DESKRIPSI TUGAS → Ketik ulang seluruh kutipan catatan tentang Aksi Peringatan Darurat di depan Gedung DPR RI tanpa mengubah satu karakter pun.

KUTIPAN TEKS →

Catatan Momen Aksi Peringatan Darurat
Sejak kedatangan pertama tim dJatinangor, sekitar pukul 10.00 WIB, pemandangan pertama kali yang ditemukan adalah massa aksi dari kelompok buruh dan berbagai komunitas sipil telah memadati area Jalan Gatot Subroto, di depan gerbang utama Gedung DPR RI.
Massa aksi pagi hari didominasi oleh aliansi buruh dan dipimpin langsung oleh komando Partai Buruh. Terdapat beberapa mahasiswa, tetapi jumlahnya belum masif.
Sekitar pukul 11.00 WIB, komika-komika ternama Indonesia yang tergabung dalam komunitas Stand Up Indo mengambil alih mikrofon di atas mobil komando. Para komika bergiliran melakukan orasi dan membakar semangat massa aksi, mulai dari Mamat Alkatiri, Arie Kriting, Bintang Emon, Abdel Fachrian, dan masih banyak lagi.
Orasi para komika ditutup dengan menyanyikan lagu “Agak Laen” sebagai sarana untuk menyindir keluarga Presiden Jokowi yang tengah membangun dinasti politik.
Berbagai selebritas Tanah Air juga terpantau ikut menghadiri Aksi Peringatan Darurat, mulai dari Reza Rahadian, Andovi Da Lopez, hingga Baskara Putra alias Hindia.

MATERI YANG DISEDIAKAN →
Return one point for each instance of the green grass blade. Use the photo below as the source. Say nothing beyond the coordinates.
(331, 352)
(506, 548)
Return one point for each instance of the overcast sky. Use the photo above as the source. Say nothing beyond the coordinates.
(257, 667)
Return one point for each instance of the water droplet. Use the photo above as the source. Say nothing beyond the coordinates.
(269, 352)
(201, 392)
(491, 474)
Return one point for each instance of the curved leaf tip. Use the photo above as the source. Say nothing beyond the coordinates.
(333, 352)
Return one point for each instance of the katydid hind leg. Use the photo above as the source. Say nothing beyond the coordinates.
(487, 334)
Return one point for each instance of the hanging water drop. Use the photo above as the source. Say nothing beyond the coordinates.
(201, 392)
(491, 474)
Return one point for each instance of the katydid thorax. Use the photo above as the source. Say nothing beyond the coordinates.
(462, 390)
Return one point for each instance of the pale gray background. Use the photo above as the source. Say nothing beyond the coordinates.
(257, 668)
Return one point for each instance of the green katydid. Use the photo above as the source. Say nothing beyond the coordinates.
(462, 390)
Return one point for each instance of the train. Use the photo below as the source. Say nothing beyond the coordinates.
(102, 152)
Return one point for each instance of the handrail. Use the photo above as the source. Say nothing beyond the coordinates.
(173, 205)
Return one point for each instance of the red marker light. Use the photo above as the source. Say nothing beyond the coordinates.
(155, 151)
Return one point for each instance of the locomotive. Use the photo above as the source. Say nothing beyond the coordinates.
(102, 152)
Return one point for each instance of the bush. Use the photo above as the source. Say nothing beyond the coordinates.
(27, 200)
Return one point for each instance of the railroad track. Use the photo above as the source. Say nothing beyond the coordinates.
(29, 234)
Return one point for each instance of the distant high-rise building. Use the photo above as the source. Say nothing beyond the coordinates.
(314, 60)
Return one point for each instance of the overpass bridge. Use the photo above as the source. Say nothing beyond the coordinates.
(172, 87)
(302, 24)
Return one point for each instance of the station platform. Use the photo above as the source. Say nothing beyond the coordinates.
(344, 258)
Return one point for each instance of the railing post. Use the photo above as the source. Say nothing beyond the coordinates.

JAWABAN →
Catatan Momen Aksi Peringatan Darurat
Sejak kedatangan pertama tim dJatinangor, sekitar pukul 10.00 WIB, pemandangan pertama kali yang ditemukan adalah massa aksi dari kelompok buruh dan berbagai komunitas sipil telah memadati area Jalan Gatot Subroto, di depan gerbang utama Gedung DPR RI.
Massa aksi pagi hari didominasi oleh aliansi buruh dan dipimpin langsung oleh komando Partai Buruh. Terdapat beberapa mahasiswa, tetapi jumlahnya belum masif.
Sekitar pukul 11.00 WIB, komika-komika ternama Indonesia yang tergabung dalam komunitas Stand Up Indo mengambil alih mikrofon di atas mobil komando. Para komika bergiliran melakukan orasi dan membakar semangat massa aksi, mulai dari Mamat Alkatiri, Arie Kriting, Bintang Emon, Abdel Fachrian, dan masih banyak lagi.
Orasi para komika ditutup dengan menyanyikan lagu “Agak Laen” sebagai sarana untuk menyindir keluarga Presiden Jokowi yang tengah membangun dinasti politik.
Berbagai selebritas Tanah Air juga terpantau ikut menghadiri Aksi Peringatan Darurat, mulai dari Reza Rahadian, Andovi Da Lopez, hingga Baskara Putra alias Hindia.